**EXCERPT PROVIDED:**
Navigator (Dec. 2, 2004)

Inishglora ((an island off
the northwest coast of Ireland)
is probably the best known and
considered one of the holiest
of all the islands. Local people
claim that in th past all
ships sailing by lowered
their topsails to honor St.
Brendan the Navigator, who
founded the settlement here.


-- http://irishislandsinfo/glora.html

Small traces of your
shores remain -- islands
scattered in the Hebrides
where scant ruins of
the old faith moulders
down and down
in the big sea wind—
beehive oratories
now just brute molars,
one western wall of
the chapel where
your statue was long
revered (which,
it was said, that
when lifted three times,
gave a man’s hands
the power to relieve
a woman’s labor). There’s
always a St. Brendan’s
well nearby with a
legend in its murk;
waters in the one
on Inishglora are said
to turn to blood
and worms when
ferried in the hands
of women--but then
the well was also darkly
rumored to have been
a trysting spot for
ruddy monks and
pale nuns, so the
curse seems rooted
in a bliss. Such harm
and boon resounds on
all those shores where
human hands tried
to mortar down that
ache of yours for
which no ruin stands,
harbored as it is
between all shores,
out on that vast and
empty-seeming sea
where no compass or
sail or map will ever
truly do. You placed
your fate into the
hands of wind and wave
and called the voyage
God’s. For a heart
so willed to navigate
by ever letting go,
your truest remains
is that wild sea
between the stations
of our dry infirmity.
We last only so long
out there before
we take our compass back
and turn our boats
into bricks and books
and glistening nets.

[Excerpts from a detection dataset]
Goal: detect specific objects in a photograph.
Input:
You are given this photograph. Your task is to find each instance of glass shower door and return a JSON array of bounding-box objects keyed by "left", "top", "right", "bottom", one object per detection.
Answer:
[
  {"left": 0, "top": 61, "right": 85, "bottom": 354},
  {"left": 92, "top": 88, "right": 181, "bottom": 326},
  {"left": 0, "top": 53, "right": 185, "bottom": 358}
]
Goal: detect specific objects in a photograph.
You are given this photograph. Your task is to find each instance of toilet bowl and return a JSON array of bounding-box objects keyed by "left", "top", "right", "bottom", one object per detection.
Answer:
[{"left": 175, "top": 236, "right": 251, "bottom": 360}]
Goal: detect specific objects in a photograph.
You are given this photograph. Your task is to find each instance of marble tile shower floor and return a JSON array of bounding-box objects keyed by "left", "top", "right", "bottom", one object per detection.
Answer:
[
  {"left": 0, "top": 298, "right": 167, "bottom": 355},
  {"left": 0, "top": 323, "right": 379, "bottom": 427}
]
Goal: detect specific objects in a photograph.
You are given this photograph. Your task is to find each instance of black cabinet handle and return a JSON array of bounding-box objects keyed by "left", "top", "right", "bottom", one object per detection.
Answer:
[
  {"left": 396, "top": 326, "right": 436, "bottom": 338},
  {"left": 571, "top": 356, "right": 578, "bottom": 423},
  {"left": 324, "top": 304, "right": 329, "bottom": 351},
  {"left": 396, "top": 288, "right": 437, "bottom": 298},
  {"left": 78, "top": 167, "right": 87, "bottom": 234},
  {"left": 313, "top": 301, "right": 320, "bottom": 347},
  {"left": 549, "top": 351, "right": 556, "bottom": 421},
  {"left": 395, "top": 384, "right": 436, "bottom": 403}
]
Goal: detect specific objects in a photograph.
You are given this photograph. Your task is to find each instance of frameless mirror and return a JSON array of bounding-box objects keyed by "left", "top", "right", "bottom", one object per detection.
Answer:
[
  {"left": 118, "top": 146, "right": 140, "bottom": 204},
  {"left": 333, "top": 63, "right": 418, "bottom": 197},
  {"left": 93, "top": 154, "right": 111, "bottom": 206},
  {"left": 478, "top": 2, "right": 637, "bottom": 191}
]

**EXERCISE 1:** In the St. Brendan poem's opening note, what do local people claim ships sailing past Inishglora did in the past?
**EXERCISE 2:** Repeat the stretch of the St. Brendan poem from "is probably the" through "the settlement here.".

**CORRECT ANSWER 1:** They lowered their topsails to honor St. Brendan the Navigator.

**CORRECT ANSWER 2:**
is probably the best known and
considered one of the holiest
of all the islands. Local people
claim that in th past all
ships sailing by lowered
their topsails to honor St.
Brendan the Navigator, who
founded the settlement here.